Extract to read ::
One major caveat: PIA explicitly disables port forwarding on all United States server locations. Due to the aggressive copyright enforcement environment and the DMCA, PIA restricts the feature to international nodes. If you live in the US and want to torrent with port forwarding, you must connect to a server in Canada, Mexico, or Europe.
Private Internet Access: Security & Privacy

In the commercial VPN industry, marketing departments have weaponized the term “military-grade encryption” to the point of absurdity. Every provider, from the most expensive premium tier to the shadiest free application on the Play Store, claims to offer impenetrable security and total anonymity. As a cybersecurity editor, I do not care about marketing copy. I care about cryptographic implementation, verifiable client integrity, and how a company’s infrastructure holds up when federal law enforcement arrives with a court order.
Private Internet Access occupies a fascinating space in this regard. As previously established, it operates out of the United States-a jurisdiction fundamentally hostile to digital privacy. Yet PIA boasts one of the most formidable, empirically tested security postures in the consumer privacy market.
The Crucible of Court-Proven No-Logs
A “no-logs policy” written in a Terms of Service agreement is merely a promise. In the realm of digital security, promises are worthless. The only metric that matters is how a company’s server architecture responds to a legally binding federal subpoena.

Stated problem :: Reproduce the excerpt on Private Internet Access security and privacy above word for word, in full.

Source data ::
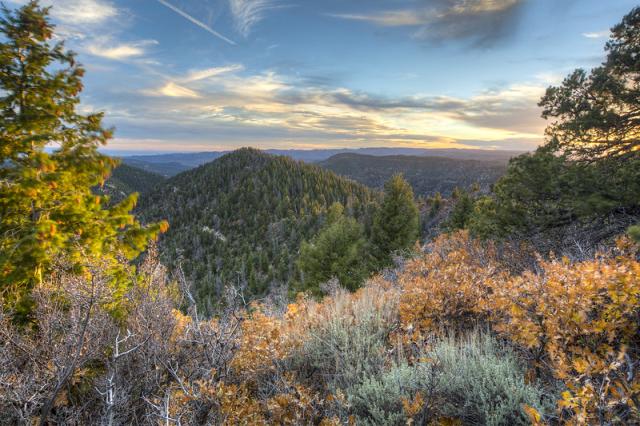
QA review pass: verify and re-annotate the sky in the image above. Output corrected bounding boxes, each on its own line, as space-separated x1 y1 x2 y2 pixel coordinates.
4 0 638 153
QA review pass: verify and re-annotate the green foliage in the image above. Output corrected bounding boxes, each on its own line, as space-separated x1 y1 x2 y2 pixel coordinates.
319 153 507 197
139 148 376 313
345 362 435 426
467 8 640 245
371 175 420 266
442 188 475 232
95 164 165 203
298 203 370 295
426 332 555 425
540 8 640 162
293 288 398 392
468 146 640 237
0 1 165 310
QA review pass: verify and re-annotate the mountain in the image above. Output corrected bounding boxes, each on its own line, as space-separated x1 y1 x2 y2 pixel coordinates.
96 164 165 202
122 148 521 176
318 153 506 196
138 148 377 312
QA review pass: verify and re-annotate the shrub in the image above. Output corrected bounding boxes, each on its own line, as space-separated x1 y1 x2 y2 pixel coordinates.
426 332 551 425
292 286 398 390
484 241 640 423
345 361 435 426
398 231 506 341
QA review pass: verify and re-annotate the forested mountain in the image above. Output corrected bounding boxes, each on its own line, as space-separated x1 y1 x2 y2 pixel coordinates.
98 164 165 202
318 153 506 196
138 148 377 314
122 148 521 177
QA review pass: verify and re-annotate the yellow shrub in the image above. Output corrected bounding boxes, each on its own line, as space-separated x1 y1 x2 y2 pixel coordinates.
489 246 640 423
398 232 506 341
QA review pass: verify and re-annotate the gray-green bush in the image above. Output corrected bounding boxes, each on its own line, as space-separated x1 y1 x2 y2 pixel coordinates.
427 332 554 425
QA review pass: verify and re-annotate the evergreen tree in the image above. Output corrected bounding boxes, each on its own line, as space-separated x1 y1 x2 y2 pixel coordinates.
540 7 640 162
298 203 369 295
371 175 420 266
442 188 475 232
0 1 165 312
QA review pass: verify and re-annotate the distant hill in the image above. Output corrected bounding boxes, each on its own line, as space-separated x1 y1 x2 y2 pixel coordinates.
97 164 165 202
138 148 377 311
318 153 506 196
122 148 521 176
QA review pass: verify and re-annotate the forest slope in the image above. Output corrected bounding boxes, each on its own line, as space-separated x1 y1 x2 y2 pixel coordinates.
318 153 506 196
138 148 376 310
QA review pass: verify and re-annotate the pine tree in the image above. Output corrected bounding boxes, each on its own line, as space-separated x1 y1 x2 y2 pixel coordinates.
298 203 370 295
371 174 420 266
0 1 166 312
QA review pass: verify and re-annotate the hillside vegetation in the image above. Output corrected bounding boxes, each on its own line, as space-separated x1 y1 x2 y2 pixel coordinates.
318 154 507 197
0 1 640 426
138 148 377 309
96 164 165 202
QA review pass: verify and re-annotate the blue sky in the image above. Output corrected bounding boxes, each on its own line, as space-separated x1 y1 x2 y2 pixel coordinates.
5 0 637 152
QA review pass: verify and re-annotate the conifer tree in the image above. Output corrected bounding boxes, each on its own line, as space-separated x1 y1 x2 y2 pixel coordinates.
0 1 166 310
371 174 420 266
298 203 369 295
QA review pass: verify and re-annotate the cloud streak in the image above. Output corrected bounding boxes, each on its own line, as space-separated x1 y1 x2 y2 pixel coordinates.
329 0 525 46
229 0 277 37
157 0 236 45
102 64 544 149
86 40 158 60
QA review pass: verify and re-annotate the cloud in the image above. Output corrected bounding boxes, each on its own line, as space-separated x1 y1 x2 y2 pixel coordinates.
9 0 118 24
148 81 200 98
86 40 158 60
99 64 545 149
51 0 118 24
182 64 244 83
157 0 236 45
582 30 611 38
330 0 526 46
229 0 278 37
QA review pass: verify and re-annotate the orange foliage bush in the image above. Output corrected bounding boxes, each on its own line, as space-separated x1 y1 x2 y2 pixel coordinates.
398 231 507 341
488 243 640 423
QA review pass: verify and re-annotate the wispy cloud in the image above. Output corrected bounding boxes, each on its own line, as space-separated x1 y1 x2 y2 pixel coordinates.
86 39 158 60
229 0 278 37
182 64 249 83
329 0 525 46
157 0 236 45
582 30 610 38
143 81 201 99
109 64 545 149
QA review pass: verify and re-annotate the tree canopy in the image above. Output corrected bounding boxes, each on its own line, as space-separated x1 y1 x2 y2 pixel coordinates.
371 175 420 265
0 1 166 316
540 8 640 161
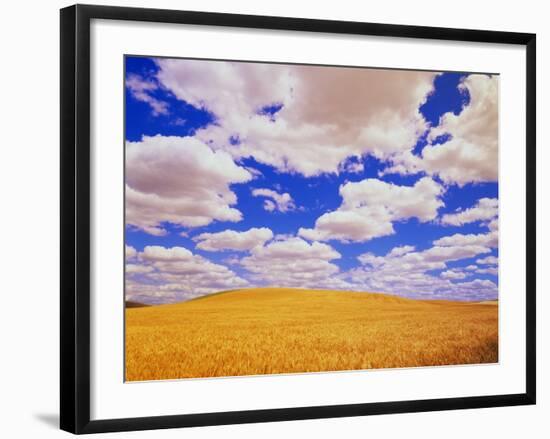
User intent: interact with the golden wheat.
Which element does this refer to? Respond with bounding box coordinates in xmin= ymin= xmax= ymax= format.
xmin=126 ymin=288 xmax=498 ymax=381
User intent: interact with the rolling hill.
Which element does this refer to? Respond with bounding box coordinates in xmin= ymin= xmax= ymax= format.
xmin=125 ymin=288 xmax=498 ymax=381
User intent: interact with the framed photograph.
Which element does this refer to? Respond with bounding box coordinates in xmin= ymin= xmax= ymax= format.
xmin=61 ymin=5 xmax=536 ymax=433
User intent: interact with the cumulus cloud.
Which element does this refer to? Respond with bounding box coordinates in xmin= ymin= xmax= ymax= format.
xmin=126 ymin=246 xmax=249 ymax=303
xmin=350 ymin=237 xmax=498 ymax=300
xmin=126 ymin=74 xmax=168 ymax=116
xmin=152 ymin=59 xmax=436 ymax=176
xmin=299 ymin=177 xmax=444 ymax=242
xmin=252 ymin=188 xmax=296 ymax=212
xmin=441 ymin=198 xmax=498 ymax=227
xmin=434 ymin=231 xmax=498 ymax=248
xmin=384 ymin=74 xmax=499 ymax=186
xmin=440 ymin=270 xmax=468 ymax=279
xmin=241 ymin=238 xmax=349 ymax=289
xmin=193 ymin=227 xmax=273 ymax=251
xmin=124 ymin=244 xmax=137 ymax=259
xmin=126 ymin=136 xmax=252 ymax=235
xmin=476 ymin=256 xmax=498 ymax=265
xmin=476 ymin=267 xmax=498 ymax=276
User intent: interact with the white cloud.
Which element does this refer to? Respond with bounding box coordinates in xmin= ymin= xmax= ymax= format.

Solution for this exercise ::
One major caveat: PIA explicitly disables port forwarding on all United States server locations. Due to the aggressive copyright enforcement environment and the DMCA, PIA restricts the feature to international nodes. If you live in the US and want to torrent with port forwarding, you must connect to a server in Canada, Mexico, or Europe.
Private Internet Access: Security & Privacy

In the commercial VPN industry, marketing departments have weaponized the term “military-grade encryption” to the point of absurdity. Every provider, from the most expensive premium tier to the shadiest free application on the Play Store, claims to offer impenetrable security and total anonymity. As a cybersecurity editor, I do not care about marketing copy. I care about cryptographic implementation, verifiable client integrity, and how a company’s infrastructure holds up when federal law enforcement arrives with a court order.
Private Internet Access occupies a fascinating space in this regard. As previously established, it operates out of the United States-a jurisdiction fundamentally hostile to digital privacy. Yet PIA boasts one of the most formidable, empirically tested security postures in the consumer privacy market.
The Crucible of Court-Proven No-Logs
A “no-logs policy” written in a Terms of Service agreement is merely a promise. In the realm of digital security, promises are worthless. The only metric that matters is how a company’s server architecture responds to a legally binding federal subpoena.